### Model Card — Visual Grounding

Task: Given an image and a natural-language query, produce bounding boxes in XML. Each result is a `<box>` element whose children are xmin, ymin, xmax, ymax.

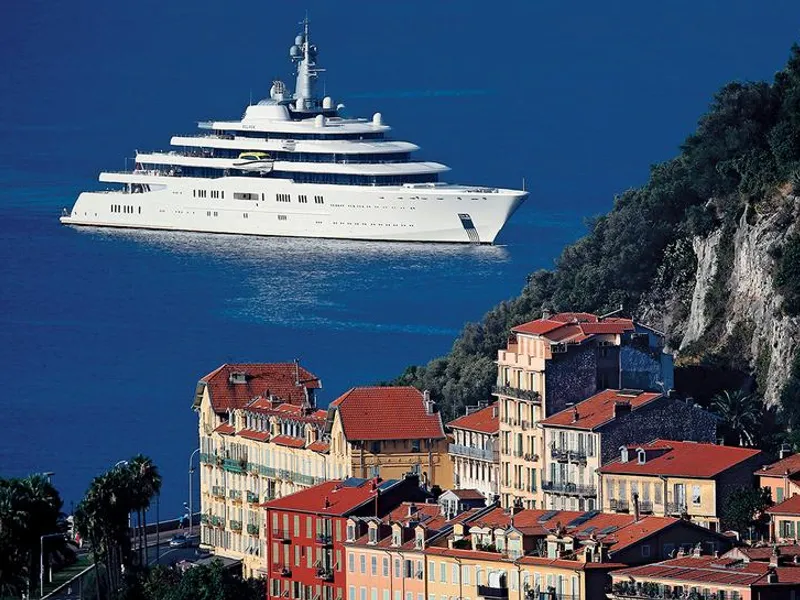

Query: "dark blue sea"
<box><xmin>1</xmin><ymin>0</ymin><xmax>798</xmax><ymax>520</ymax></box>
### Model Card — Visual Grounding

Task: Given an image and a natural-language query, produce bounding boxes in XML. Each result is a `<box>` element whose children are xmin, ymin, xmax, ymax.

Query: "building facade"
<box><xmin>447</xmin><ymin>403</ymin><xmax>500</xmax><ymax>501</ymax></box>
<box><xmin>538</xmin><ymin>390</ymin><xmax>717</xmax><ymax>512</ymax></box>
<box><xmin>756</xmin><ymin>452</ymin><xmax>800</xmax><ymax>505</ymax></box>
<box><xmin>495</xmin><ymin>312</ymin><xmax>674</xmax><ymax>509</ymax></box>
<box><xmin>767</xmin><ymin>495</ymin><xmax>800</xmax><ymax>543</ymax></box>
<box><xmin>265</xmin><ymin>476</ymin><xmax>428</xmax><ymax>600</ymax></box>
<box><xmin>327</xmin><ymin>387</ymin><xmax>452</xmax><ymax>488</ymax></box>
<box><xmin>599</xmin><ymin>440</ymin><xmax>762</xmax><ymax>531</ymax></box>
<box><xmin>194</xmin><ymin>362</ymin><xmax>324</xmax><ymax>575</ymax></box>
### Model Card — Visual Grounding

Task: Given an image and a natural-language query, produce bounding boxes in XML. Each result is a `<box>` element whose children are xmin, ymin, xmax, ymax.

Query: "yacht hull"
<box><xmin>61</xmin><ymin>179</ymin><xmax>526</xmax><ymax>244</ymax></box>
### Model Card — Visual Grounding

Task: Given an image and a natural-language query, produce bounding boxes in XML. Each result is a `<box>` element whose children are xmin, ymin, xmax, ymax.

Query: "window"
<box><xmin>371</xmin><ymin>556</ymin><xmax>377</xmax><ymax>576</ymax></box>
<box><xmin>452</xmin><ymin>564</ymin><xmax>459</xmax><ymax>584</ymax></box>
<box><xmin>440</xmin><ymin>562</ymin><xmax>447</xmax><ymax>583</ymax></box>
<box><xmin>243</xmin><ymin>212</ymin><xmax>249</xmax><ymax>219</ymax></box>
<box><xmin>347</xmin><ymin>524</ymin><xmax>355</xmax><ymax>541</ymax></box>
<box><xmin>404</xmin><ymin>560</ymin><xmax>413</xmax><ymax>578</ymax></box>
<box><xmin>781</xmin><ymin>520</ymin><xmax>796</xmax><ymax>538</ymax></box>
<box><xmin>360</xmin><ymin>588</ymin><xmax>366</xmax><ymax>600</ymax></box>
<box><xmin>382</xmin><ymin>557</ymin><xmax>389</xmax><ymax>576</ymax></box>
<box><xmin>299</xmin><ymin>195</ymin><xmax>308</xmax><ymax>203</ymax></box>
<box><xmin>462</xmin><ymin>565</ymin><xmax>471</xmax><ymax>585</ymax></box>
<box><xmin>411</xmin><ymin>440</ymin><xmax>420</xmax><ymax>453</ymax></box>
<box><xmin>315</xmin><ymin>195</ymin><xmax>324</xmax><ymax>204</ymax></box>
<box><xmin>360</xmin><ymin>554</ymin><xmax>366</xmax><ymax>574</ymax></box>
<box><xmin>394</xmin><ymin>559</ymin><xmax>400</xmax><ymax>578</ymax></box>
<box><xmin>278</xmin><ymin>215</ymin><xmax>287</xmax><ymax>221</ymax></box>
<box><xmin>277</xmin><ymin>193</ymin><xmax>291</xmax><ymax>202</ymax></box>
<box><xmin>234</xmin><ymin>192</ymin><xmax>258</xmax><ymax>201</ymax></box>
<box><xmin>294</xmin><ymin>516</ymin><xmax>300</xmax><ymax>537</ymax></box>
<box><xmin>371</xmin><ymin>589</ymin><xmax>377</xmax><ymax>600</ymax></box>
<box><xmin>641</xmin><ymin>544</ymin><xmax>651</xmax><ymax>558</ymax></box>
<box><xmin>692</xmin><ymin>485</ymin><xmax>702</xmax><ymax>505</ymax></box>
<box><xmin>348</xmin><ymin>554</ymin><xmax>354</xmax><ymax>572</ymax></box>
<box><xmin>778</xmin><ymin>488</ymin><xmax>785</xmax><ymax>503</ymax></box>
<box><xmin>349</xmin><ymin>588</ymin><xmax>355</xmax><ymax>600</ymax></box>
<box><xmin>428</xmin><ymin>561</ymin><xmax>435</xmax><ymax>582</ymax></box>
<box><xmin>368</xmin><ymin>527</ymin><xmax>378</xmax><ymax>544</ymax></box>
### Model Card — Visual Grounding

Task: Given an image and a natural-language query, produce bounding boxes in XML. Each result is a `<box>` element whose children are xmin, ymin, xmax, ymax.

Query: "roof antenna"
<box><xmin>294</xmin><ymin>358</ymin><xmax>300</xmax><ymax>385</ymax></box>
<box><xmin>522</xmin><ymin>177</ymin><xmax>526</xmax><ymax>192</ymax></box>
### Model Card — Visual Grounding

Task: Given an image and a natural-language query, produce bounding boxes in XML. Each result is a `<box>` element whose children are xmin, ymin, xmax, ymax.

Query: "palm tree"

········

#### TASK ITEM:
No pictures, please. Output the listing above exactly as it stands.

#### ANSWER BELOW:
### Model Card — Visual Grounding

Task: Given an image and a natural-language query, produce bounding boxes in XML. Each result is a `<box>` element whose children are xmin, ymin, xmax, ymax.


Query: "dark blue sea"
<box><xmin>1</xmin><ymin>0</ymin><xmax>798</xmax><ymax>520</ymax></box>
### Model Card — Visual Grounding

Task: Given an image and a natural-language query, produce bounding boxes in XML. Each result is a `<box>` element whose children are xmin, ymin, xmax, ymax.

Query: "building facade"
<box><xmin>447</xmin><ymin>403</ymin><xmax>500</xmax><ymax>501</ymax></box>
<box><xmin>538</xmin><ymin>390</ymin><xmax>717</xmax><ymax>512</ymax></box>
<box><xmin>756</xmin><ymin>452</ymin><xmax>800</xmax><ymax>505</ymax></box>
<box><xmin>495</xmin><ymin>312</ymin><xmax>674</xmax><ymax>509</ymax></box>
<box><xmin>767</xmin><ymin>495</ymin><xmax>800</xmax><ymax>543</ymax></box>
<box><xmin>265</xmin><ymin>476</ymin><xmax>428</xmax><ymax>600</ymax></box>
<box><xmin>327</xmin><ymin>387</ymin><xmax>452</xmax><ymax>488</ymax></box>
<box><xmin>599</xmin><ymin>440</ymin><xmax>762</xmax><ymax>531</ymax></box>
<box><xmin>194</xmin><ymin>362</ymin><xmax>324</xmax><ymax>575</ymax></box>
### Model Card — Visual Grounding

Task: Given an image and a natural-language query, produce bounding boxes in XML. Each result is a `<box>` element whose children are xmin, ymin, xmax, ymax.

Query: "yacht hull"
<box><xmin>61</xmin><ymin>179</ymin><xmax>526</xmax><ymax>244</ymax></box>
### Model Card — Visual Grounding

Task: Given an image and a natural-language query, produce bounding boxes in XML. Each result is a `<box>` element whose children are xmin, ymin, xmax, ymax.

Query: "window"
<box><xmin>371</xmin><ymin>556</ymin><xmax>377</xmax><ymax>576</ymax></box>
<box><xmin>452</xmin><ymin>564</ymin><xmax>459</xmax><ymax>584</ymax></box>
<box><xmin>440</xmin><ymin>562</ymin><xmax>447</xmax><ymax>583</ymax></box>
<box><xmin>243</xmin><ymin>212</ymin><xmax>249</xmax><ymax>219</ymax></box>
<box><xmin>347</xmin><ymin>524</ymin><xmax>355</xmax><ymax>541</ymax></box>
<box><xmin>404</xmin><ymin>560</ymin><xmax>413</xmax><ymax>578</ymax></box>
<box><xmin>781</xmin><ymin>520</ymin><xmax>796</xmax><ymax>538</ymax></box>
<box><xmin>360</xmin><ymin>588</ymin><xmax>366</xmax><ymax>600</ymax></box>
<box><xmin>382</xmin><ymin>557</ymin><xmax>389</xmax><ymax>576</ymax></box>
<box><xmin>299</xmin><ymin>195</ymin><xmax>308</xmax><ymax>203</ymax></box>
<box><xmin>462</xmin><ymin>565</ymin><xmax>471</xmax><ymax>585</ymax></box>
<box><xmin>411</xmin><ymin>440</ymin><xmax>420</xmax><ymax>453</ymax></box>
<box><xmin>315</xmin><ymin>195</ymin><xmax>324</xmax><ymax>204</ymax></box>
<box><xmin>360</xmin><ymin>554</ymin><xmax>366</xmax><ymax>574</ymax></box>
<box><xmin>394</xmin><ymin>559</ymin><xmax>400</xmax><ymax>578</ymax></box>
<box><xmin>278</xmin><ymin>215</ymin><xmax>287</xmax><ymax>221</ymax></box>
<box><xmin>277</xmin><ymin>193</ymin><xmax>291</xmax><ymax>202</ymax></box>
<box><xmin>234</xmin><ymin>192</ymin><xmax>258</xmax><ymax>201</ymax></box>
<box><xmin>294</xmin><ymin>516</ymin><xmax>300</xmax><ymax>537</ymax></box>
<box><xmin>371</xmin><ymin>589</ymin><xmax>377</xmax><ymax>600</ymax></box>
<box><xmin>641</xmin><ymin>544</ymin><xmax>651</xmax><ymax>558</ymax></box>
<box><xmin>692</xmin><ymin>485</ymin><xmax>702</xmax><ymax>505</ymax></box>
<box><xmin>348</xmin><ymin>554</ymin><xmax>354</xmax><ymax>572</ymax></box>
<box><xmin>778</xmin><ymin>488</ymin><xmax>785</xmax><ymax>503</ymax></box>
<box><xmin>349</xmin><ymin>588</ymin><xmax>355</xmax><ymax>600</ymax></box>
<box><xmin>428</xmin><ymin>561</ymin><xmax>435</xmax><ymax>582</ymax></box>
<box><xmin>368</xmin><ymin>527</ymin><xmax>378</xmax><ymax>544</ymax></box>
### Model Card — Visual Grounding

Task: Given an image and a natural-language query, produce bounding boxes in XML. Each result is a `<box>` element whose children are xmin, ymin, xmax, ymax.

Query: "roof antenna"
<box><xmin>294</xmin><ymin>358</ymin><xmax>300</xmax><ymax>385</ymax></box>
<box><xmin>522</xmin><ymin>177</ymin><xmax>526</xmax><ymax>192</ymax></box>
### Model Card — Visual Grounding

Task: Given an image and a natural-language query, produce bounding boxes in XML. Each result is a `<box>` element whose children are xmin, ymin, xmax, ymax.

Query: "palm tree"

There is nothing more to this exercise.